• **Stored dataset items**
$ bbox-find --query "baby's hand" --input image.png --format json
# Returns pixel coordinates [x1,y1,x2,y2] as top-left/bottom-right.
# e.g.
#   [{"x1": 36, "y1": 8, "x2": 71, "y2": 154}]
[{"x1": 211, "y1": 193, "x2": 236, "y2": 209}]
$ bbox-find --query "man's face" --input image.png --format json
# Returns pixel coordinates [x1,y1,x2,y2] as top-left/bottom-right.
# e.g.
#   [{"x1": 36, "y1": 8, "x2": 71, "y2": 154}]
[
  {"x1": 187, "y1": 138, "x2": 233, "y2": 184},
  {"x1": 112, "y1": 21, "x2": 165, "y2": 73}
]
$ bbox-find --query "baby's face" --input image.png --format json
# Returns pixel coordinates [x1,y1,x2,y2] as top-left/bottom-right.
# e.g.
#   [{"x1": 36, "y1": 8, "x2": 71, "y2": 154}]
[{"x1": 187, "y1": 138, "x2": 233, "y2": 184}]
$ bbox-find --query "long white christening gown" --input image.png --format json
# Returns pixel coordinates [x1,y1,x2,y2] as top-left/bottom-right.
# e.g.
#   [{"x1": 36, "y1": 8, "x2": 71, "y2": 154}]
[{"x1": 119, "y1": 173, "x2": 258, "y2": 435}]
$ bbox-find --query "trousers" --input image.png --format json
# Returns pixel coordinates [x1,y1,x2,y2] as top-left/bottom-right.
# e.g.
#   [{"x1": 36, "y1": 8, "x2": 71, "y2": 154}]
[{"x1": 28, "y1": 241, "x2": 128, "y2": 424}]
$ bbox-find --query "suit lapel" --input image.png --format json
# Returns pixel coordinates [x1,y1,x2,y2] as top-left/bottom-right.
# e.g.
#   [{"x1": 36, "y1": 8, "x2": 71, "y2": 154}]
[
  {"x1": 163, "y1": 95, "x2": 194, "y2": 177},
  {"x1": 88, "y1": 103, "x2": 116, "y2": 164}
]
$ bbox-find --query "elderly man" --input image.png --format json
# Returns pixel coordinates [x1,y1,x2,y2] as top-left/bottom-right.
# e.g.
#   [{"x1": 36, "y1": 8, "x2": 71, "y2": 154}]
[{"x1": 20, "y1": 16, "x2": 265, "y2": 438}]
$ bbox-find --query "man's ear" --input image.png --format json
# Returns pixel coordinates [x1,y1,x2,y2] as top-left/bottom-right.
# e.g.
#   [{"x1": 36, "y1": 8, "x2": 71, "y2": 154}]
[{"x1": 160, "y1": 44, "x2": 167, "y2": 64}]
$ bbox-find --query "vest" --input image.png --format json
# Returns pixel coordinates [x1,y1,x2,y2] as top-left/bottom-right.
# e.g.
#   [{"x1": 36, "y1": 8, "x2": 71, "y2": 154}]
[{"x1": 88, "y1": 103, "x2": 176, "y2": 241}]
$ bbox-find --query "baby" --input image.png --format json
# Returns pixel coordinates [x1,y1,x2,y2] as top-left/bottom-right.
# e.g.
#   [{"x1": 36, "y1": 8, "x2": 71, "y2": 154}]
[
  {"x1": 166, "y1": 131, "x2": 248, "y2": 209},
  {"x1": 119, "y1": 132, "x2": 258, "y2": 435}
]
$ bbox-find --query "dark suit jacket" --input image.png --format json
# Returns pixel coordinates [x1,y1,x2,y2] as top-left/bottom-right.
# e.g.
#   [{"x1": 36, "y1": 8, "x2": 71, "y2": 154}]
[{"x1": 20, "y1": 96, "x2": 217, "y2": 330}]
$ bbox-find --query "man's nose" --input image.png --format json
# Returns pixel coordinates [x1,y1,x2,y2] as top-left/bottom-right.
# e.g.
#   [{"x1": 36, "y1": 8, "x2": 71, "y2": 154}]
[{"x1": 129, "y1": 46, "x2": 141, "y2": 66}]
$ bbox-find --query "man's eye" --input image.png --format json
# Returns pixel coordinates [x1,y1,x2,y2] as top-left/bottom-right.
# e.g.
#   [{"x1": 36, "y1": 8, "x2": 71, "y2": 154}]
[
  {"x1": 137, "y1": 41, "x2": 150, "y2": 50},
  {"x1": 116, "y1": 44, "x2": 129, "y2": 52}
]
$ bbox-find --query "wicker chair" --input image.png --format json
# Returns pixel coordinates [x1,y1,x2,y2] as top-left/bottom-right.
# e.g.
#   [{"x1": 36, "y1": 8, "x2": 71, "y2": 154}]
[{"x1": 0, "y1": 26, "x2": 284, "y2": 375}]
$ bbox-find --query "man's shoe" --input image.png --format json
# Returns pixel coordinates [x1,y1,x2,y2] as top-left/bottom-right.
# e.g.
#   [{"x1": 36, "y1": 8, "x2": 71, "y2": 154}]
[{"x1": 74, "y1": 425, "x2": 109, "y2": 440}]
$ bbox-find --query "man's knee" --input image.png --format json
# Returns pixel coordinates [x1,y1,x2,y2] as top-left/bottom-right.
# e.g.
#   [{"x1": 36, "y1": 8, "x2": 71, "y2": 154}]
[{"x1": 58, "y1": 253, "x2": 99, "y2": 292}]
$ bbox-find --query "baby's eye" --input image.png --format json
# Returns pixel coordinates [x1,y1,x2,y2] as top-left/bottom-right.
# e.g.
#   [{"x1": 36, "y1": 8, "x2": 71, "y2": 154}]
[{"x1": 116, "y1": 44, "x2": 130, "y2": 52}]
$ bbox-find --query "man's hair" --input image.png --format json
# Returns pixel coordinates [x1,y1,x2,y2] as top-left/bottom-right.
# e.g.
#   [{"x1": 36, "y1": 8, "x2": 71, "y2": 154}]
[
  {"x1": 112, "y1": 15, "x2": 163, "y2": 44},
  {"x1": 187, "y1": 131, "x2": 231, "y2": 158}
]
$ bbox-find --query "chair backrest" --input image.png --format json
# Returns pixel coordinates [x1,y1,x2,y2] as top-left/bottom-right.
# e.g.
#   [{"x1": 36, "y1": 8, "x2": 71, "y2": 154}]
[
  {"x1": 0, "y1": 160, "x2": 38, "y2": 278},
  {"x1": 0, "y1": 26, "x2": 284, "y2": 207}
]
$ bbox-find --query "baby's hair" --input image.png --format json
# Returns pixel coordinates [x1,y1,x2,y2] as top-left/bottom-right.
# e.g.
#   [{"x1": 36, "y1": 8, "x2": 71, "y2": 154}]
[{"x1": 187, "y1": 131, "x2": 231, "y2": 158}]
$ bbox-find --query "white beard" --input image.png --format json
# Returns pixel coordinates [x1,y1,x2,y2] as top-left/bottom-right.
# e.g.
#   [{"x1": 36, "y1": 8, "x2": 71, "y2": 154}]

• **CHALLENGE**
Please quote the records above exactly, without skipping a line.

• **ANSWER FOR THIS EXERCISE**
$ bbox-find --query "baby's hand" --input image.png --format json
# Returns pixel coordinates [x1,y1,x2,y2] as top-left/bottom-right.
# e.g.
#   [{"x1": 36, "y1": 8, "x2": 71, "y2": 154}]
[{"x1": 211, "y1": 193, "x2": 236, "y2": 209}]
$ bbox-find --query "man's face" --input image.png --format json
# Returns pixel coordinates [x1,y1,x2,y2] as top-left/bottom-right.
# e.g.
#   [{"x1": 36, "y1": 8, "x2": 71, "y2": 154}]
[
  {"x1": 187, "y1": 138, "x2": 233, "y2": 184},
  {"x1": 112, "y1": 21, "x2": 165, "y2": 73}
]
$ bbox-find --query "baby's face" --input image.png --format json
# Returns pixel coordinates [x1,y1,x2,y2] as top-left/bottom-right.
# e.g.
#   [{"x1": 36, "y1": 8, "x2": 71, "y2": 154}]
[{"x1": 187, "y1": 138, "x2": 233, "y2": 184}]
$ bbox-find --query "long white christening gown" --input image.png --format json
# Returns pixel coordinates [x1,y1,x2,y2] as top-left/bottom-right.
# e.g.
#   [{"x1": 36, "y1": 8, "x2": 71, "y2": 154}]
[{"x1": 119, "y1": 173, "x2": 258, "y2": 435}]
$ bbox-find --query "trousers" --input image.png --format json
# Returns pixel coordinates [x1,y1,x2,y2] as top-left/bottom-right.
# e.g.
#   [{"x1": 36, "y1": 8, "x2": 71, "y2": 154}]
[{"x1": 28, "y1": 241, "x2": 128, "y2": 424}]
$ bbox-find --query "suit lapel" --input image.png --format json
# Returns pixel coordinates [x1,y1,x2,y2] as top-left/bottom-right.
# e.g.
#   [{"x1": 36, "y1": 8, "x2": 71, "y2": 154}]
[
  {"x1": 163, "y1": 95, "x2": 194, "y2": 177},
  {"x1": 88, "y1": 103, "x2": 116, "y2": 164}
]
$ bbox-find --query "elderly man" --input image.png --format json
# Returns pixel coordinates [x1,y1,x2,y2] as top-left/bottom-right.
# e.g.
#   [{"x1": 36, "y1": 8, "x2": 71, "y2": 154}]
[{"x1": 20, "y1": 16, "x2": 265, "y2": 438}]
$ bbox-find --query "man's ear" --input image.png --format json
# Returns pixel coordinates [x1,y1,x2,y2] as top-left/bottom-right.
# e.g.
#   [{"x1": 36, "y1": 8, "x2": 71, "y2": 154}]
[{"x1": 160, "y1": 44, "x2": 167, "y2": 64}]
$ bbox-find --query "vest" --input image.png --format json
# Returns pixel coordinates [x1,y1,x2,y2] as top-left/bottom-right.
# e.g.
#   [{"x1": 36, "y1": 8, "x2": 71, "y2": 154}]
[{"x1": 88, "y1": 103, "x2": 176, "y2": 241}]
$ bbox-find --query "baby" --input image.png --format json
# Returns pixel coordinates [x1,y1,x2,y2] as top-left/bottom-right.
# e.g.
#   [{"x1": 36, "y1": 8, "x2": 71, "y2": 154}]
[
  {"x1": 166, "y1": 131, "x2": 248, "y2": 209},
  {"x1": 119, "y1": 132, "x2": 258, "y2": 435}
]
$ bbox-find --query "dark suit jacket" --input image.png --format json
# Returns pixel coordinates [x1,y1,x2,y2] as top-left/bottom-right.
# e.g.
#   [{"x1": 36, "y1": 8, "x2": 71, "y2": 154}]
[{"x1": 20, "y1": 96, "x2": 217, "y2": 330}]
$ bbox-find --query "man's nose" --input image.png --format json
# Returns pixel coordinates [x1,y1,x2,y2] as top-left/bottom-right.
# e.g.
#   [{"x1": 36, "y1": 8, "x2": 71, "y2": 154}]
[{"x1": 129, "y1": 46, "x2": 141, "y2": 66}]
$ bbox-find --query "man's eye" --input image.png --format json
# Returns pixel coordinates [x1,y1,x2,y2] as top-left/bottom-right.
# e.g.
#   [{"x1": 36, "y1": 8, "x2": 71, "y2": 154}]
[
  {"x1": 137, "y1": 41, "x2": 150, "y2": 50},
  {"x1": 116, "y1": 44, "x2": 129, "y2": 52}
]
$ bbox-find --query "wicker chair" --input image.png --format json
# Returns pixel coordinates [x1,y1,x2,y2] as top-left/bottom-right.
# e.g.
#   [{"x1": 36, "y1": 8, "x2": 71, "y2": 154}]
[{"x1": 0, "y1": 26, "x2": 284, "y2": 375}]
$ bbox-find --query "man's shoe" --input image.png --format json
# Returns pixel coordinates [x1,y1,x2,y2] as top-left/bottom-right.
# e.g.
#   [{"x1": 36, "y1": 8, "x2": 71, "y2": 154}]
[{"x1": 74, "y1": 425, "x2": 109, "y2": 440}]
$ bbox-find --query "man's knee" --input image.png --format json
# Returns pixel coordinates [x1,y1,x2,y2] as top-left/bottom-right.
# e.g.
#   [{"x1": 36, "y1": 8, "x2": 71, "y2": 154}]
[{"x1": 58, "y1": 253, "x2": 99, "y2": 292}]
$ bbox-find --query "baby's eye" --input image.png --format json
# Returns pixel coordinates [x1,y1,x2,y2] as top-left/bottom-right.
# e.g.
#   [{"x1": 36, "y1": 8, "x2": 71, "y2": 154}]
[{"x1": 116, "y1": 44, "x2": 130, "y2": 52}]
$ bbox-find --query "man's hair" --input image.png --format json
# Returns pixel coordinates [x1,y1,x2,y2] as top-left/bottom-right.
# e.g.
#   [{"x1": 36, "y1": 8, "x2": 71, "y2": 154}]
[
  {"x1": 112, "y1": 15, "x2": 163, "y2": 44},
  {"x1": 187, "y1": 131, "x2": 231, "y2": 158}
]
$ bbox-find --query "chair backrest" --input image.png --format json
# Returns pixel coordinates [x1,y1,x2,y2] as top-left/bottom-right.
# e.g.
#   [{"x1": 36, "y1": 8, "x2": 71, "y2": 154}]
[
  {"x1": 0, "y1": 160, "x2": 38, "y2": 278},
  {"x1": 0, "y1": 26, "x2": 284, "y2": 207}
]
$ bbox-find --query "baby's hair" --input image.png --format json
# Returns pixel coordinates [x1,y1,x2,y2] as top-left/bottom-right.
# e.g.
#   [{"x1": 36, "y1": 8, "x2": 71, "y2": 154}]
[{"x1": 187, "y1": 131, "x2": 231, "y2": 158}]
$ bbox-find --query "white beard" --input image.png --format json
# Returns pixel coordinates [x1,y1,x2,y2] as top-left/bottom-right.
# e.g.
#   [{"x1": 36, "y1": 8, "x2": 71, "y2": 154}]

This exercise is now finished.